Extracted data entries
--------

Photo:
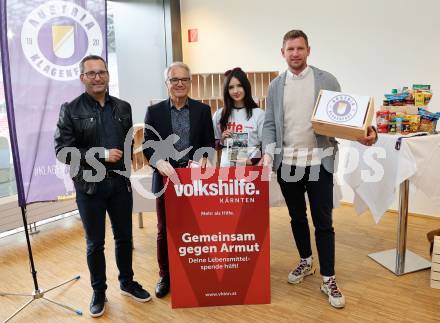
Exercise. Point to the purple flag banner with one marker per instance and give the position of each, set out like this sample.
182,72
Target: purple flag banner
42,43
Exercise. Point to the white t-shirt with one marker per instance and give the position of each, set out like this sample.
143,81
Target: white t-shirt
239,124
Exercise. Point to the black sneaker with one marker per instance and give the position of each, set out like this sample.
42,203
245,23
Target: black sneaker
97,305
163,286
135,290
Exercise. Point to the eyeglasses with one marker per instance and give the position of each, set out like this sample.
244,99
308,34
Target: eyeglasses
175,80
92,74
235,69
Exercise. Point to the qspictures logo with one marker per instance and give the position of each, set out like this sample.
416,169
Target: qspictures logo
342,108
57,35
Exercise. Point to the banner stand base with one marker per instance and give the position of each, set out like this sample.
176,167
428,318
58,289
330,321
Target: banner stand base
39,294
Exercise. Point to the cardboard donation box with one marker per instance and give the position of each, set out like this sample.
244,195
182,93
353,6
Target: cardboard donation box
342,115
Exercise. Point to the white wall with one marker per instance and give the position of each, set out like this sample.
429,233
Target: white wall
370,46
141,52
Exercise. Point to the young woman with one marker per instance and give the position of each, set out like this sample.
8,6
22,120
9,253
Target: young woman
238,126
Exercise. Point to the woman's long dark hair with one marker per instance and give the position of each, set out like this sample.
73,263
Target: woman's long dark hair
249,102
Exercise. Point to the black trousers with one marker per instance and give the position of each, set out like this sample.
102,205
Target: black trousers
318,183
114,197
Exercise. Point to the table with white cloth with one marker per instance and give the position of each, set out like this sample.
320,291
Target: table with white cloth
386,169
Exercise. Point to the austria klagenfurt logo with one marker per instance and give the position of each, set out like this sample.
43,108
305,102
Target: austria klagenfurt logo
342,108
57,35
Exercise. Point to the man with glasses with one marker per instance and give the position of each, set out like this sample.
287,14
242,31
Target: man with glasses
191,121
95,125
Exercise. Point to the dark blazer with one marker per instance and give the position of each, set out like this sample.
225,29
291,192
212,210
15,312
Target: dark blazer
158,116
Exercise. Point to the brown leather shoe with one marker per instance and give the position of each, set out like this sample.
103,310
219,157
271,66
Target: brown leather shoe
163,286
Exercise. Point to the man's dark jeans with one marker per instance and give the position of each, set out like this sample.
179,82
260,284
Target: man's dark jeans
318,183
114,197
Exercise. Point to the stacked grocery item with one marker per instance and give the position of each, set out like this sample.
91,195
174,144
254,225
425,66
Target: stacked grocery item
406,111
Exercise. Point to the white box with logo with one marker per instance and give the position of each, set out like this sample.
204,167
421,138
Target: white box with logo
342,115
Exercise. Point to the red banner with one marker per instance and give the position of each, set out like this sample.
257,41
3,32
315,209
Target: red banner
218,237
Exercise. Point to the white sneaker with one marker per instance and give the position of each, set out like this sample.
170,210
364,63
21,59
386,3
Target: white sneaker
335,296
303,269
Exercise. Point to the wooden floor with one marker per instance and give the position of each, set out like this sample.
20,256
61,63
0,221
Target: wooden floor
373,294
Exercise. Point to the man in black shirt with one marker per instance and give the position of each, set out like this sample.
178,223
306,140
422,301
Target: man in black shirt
90,136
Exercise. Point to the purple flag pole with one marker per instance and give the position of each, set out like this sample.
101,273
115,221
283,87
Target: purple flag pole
10,103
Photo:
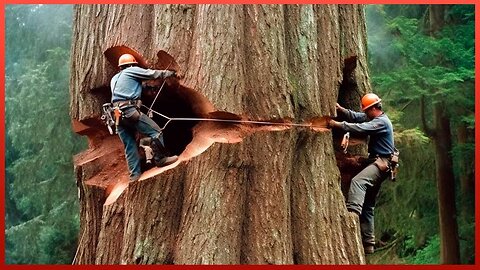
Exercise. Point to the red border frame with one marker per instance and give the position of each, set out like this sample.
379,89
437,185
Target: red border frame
2,139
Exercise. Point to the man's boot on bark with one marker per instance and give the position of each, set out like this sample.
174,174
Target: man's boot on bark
161,156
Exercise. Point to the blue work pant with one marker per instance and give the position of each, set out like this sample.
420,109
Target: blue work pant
133,120
361,199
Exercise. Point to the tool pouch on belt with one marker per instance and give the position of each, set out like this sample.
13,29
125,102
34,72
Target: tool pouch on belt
107,117
394,165
130,110
382,164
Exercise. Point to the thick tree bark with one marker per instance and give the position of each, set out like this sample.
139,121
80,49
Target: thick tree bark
449,249
275,197
442,138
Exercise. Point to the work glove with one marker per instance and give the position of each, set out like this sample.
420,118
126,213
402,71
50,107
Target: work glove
170,73
334,124
340,108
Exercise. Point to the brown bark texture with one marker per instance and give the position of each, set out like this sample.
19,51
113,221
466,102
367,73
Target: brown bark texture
442,138
273,197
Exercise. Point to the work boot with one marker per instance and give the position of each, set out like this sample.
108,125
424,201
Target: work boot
369,249
160,154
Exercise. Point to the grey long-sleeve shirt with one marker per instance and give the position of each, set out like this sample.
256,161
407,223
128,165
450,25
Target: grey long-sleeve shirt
127,84
379,129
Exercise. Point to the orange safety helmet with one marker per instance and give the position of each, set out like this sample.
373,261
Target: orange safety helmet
126,59
369,100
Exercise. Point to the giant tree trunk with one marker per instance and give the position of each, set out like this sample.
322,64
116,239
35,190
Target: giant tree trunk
450,250
273,198
442,138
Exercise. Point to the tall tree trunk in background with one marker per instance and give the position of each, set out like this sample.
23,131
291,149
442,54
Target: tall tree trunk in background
442,137
273,198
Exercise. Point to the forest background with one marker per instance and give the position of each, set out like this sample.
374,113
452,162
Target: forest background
413,70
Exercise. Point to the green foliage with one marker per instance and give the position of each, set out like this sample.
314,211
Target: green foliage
42,209
429,254
407,64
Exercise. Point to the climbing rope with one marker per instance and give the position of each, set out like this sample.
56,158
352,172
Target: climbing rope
169,119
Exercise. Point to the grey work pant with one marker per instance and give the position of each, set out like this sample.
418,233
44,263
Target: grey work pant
361,199
136,121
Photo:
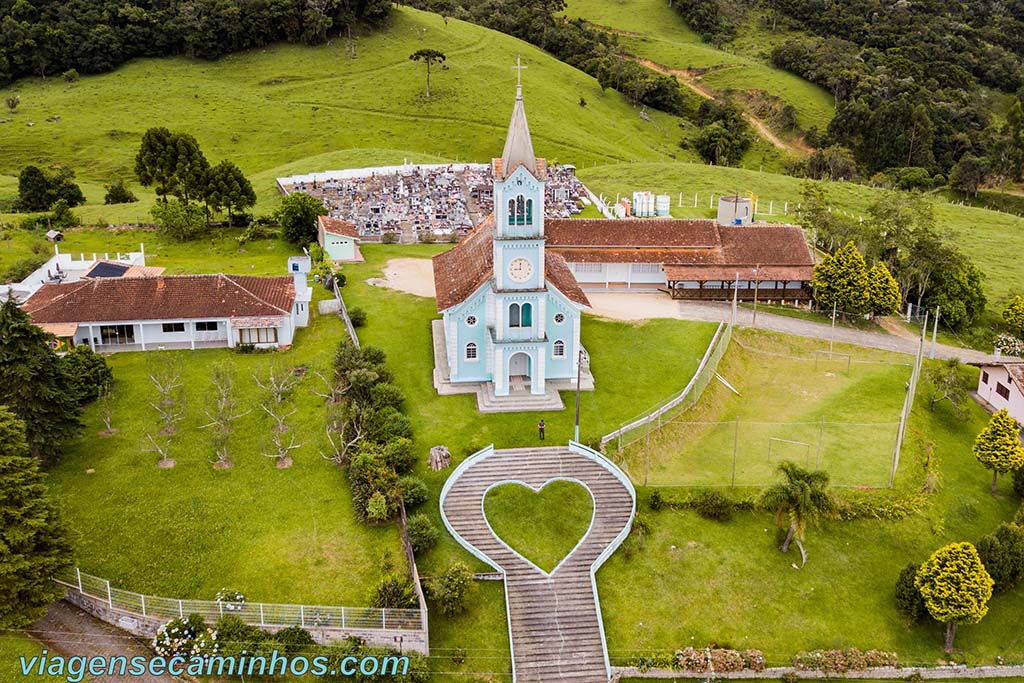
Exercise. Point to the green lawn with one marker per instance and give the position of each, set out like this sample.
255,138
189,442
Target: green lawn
543,526
652,30
785,390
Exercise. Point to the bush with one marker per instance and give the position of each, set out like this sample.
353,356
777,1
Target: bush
422,534
451,589
713,505
1003,554
395,592
186,637
413,492
88,373
357,316
908,598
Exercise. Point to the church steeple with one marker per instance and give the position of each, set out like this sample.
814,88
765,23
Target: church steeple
518,146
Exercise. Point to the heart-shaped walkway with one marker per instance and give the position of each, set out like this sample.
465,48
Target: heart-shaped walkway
554,621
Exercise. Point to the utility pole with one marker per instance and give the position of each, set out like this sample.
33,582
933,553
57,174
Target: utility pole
579,376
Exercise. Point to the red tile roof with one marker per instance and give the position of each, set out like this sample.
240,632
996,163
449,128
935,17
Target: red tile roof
162,298
336,226
464,268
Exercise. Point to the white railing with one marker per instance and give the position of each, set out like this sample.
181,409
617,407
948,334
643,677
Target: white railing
253,613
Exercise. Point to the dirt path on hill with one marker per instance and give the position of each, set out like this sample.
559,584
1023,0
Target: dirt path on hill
68,631
689,79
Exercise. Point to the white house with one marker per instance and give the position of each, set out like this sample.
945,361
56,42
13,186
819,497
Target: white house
174,311
1001,385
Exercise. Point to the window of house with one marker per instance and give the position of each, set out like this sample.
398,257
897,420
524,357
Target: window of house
258,335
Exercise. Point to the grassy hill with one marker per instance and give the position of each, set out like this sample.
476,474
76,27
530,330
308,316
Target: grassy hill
652,30
274,107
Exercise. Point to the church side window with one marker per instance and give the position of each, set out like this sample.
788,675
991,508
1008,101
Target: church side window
514,317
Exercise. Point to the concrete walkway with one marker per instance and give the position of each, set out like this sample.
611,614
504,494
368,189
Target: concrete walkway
658,304
555,623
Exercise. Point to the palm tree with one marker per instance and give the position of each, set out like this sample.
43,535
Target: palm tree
803,498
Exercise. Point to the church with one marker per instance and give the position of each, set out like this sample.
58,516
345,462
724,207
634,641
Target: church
511,309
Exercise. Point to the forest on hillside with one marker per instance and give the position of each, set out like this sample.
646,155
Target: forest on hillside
911,80
53,37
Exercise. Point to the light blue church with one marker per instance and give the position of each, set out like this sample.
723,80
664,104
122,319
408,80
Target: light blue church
511,310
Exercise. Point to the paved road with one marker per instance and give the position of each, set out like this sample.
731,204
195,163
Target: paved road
69,631
554,619
714,311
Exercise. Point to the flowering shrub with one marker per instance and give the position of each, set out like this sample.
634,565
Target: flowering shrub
843,660
185,637
231,600
1009,344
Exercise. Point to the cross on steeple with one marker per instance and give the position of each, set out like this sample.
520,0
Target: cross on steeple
518,76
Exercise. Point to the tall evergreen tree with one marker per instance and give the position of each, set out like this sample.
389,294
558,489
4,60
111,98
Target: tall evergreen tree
34,543
955,587
34,383
998,446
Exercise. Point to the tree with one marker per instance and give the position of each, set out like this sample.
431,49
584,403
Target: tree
228,188
908,598
955,587
118,193
841,281
1003,554
178,219
34,383
429,57
33,537
883,291
1013,315
947,384
297,216
89,373
802,499
998,446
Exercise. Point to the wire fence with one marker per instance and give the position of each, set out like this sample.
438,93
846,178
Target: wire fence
253,613
634,430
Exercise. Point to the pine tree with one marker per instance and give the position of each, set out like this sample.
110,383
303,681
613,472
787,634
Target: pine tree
998,446
841,280
955,587
883,291
34,543
34,383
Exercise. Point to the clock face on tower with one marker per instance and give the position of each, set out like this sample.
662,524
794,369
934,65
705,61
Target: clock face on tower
520,269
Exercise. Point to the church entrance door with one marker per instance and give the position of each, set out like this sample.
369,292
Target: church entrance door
518,369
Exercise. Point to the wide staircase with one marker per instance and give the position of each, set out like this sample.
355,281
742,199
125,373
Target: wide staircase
555,621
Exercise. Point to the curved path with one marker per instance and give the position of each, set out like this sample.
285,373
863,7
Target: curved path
555,624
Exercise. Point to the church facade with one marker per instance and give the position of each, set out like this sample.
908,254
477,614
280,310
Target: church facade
511,308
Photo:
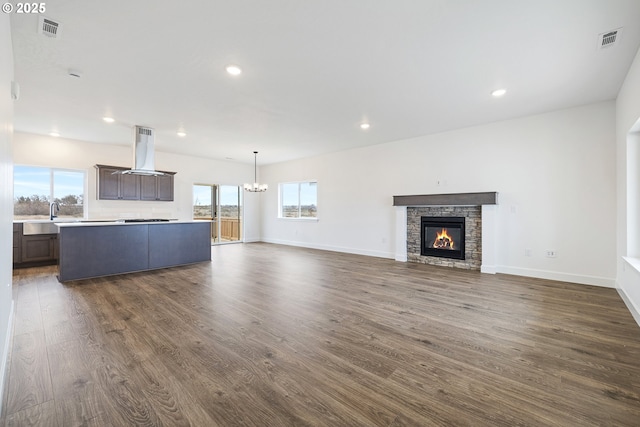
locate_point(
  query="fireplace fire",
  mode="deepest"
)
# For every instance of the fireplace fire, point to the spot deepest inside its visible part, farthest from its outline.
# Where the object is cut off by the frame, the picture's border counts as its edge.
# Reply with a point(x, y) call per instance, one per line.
point(442, 237)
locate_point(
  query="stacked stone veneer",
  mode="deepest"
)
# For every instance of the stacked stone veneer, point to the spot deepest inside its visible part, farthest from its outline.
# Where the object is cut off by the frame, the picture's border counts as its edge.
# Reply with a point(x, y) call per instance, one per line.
point(473, 235)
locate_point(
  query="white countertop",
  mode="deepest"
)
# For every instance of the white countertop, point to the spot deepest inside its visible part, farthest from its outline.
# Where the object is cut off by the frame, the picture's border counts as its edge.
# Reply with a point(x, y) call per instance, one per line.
point(98, 223)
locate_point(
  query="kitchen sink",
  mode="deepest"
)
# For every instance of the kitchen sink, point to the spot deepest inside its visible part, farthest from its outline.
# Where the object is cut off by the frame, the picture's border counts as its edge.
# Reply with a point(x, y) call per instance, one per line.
point(41, 227)
point(29, 228)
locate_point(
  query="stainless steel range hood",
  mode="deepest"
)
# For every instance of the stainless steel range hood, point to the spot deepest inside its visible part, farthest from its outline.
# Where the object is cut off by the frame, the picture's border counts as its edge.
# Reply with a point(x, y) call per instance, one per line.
point(143, 152)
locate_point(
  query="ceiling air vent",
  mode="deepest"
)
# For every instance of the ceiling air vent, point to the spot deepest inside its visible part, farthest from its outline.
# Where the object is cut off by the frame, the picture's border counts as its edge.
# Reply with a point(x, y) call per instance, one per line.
point(609, 38)
point(49, 28)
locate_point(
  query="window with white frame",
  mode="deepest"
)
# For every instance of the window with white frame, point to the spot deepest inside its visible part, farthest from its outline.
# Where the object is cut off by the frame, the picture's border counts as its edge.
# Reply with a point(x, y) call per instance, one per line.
point(34, 188)
point(298, 199)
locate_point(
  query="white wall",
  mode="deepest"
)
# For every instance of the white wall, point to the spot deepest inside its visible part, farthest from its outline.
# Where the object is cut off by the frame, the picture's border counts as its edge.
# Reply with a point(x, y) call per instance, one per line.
point(628, 114)
point(38, 150)
point(555, 174)
point(6, 194)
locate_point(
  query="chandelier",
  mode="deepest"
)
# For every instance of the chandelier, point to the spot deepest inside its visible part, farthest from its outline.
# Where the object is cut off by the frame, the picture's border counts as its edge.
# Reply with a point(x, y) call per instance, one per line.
point(255, 187)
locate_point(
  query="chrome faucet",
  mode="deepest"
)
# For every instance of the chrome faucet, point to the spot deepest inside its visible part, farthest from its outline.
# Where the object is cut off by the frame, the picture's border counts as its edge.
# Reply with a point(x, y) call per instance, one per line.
point(54, 208)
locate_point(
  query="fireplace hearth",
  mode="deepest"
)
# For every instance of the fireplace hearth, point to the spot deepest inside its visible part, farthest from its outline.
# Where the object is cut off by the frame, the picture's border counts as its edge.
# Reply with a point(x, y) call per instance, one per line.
point(442, 237)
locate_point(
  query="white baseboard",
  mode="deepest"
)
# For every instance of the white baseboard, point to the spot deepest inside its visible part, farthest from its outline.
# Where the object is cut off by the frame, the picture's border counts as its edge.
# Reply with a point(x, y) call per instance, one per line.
point(561, 277)
point(633, 309)
point(5, 355)
point(355, 251)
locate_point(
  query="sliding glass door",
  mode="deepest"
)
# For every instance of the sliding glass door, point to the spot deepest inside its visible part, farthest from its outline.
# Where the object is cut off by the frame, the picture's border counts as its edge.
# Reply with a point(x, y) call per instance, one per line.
point(222, 205)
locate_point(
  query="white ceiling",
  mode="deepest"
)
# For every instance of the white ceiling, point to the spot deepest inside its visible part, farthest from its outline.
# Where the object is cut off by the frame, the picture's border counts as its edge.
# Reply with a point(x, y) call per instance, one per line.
point(313, 70)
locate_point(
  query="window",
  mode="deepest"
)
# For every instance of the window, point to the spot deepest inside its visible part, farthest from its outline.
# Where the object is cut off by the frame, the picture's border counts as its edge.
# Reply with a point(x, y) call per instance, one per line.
point(299, 200)
point(34, 188)
point(220, 204)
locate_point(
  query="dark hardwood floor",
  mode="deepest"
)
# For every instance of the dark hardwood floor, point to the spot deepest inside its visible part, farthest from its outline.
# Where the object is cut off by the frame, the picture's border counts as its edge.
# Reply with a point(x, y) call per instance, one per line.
point(269, 335)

--------

§ To do:
Where in the records does the string "stone" appear? Copy every line that has it.

§ Written answer:
  query="stacked stone veneer",
# For every instance of the stacked stone veneer, point to the spot deepest inside its visible part, farthest from its outline.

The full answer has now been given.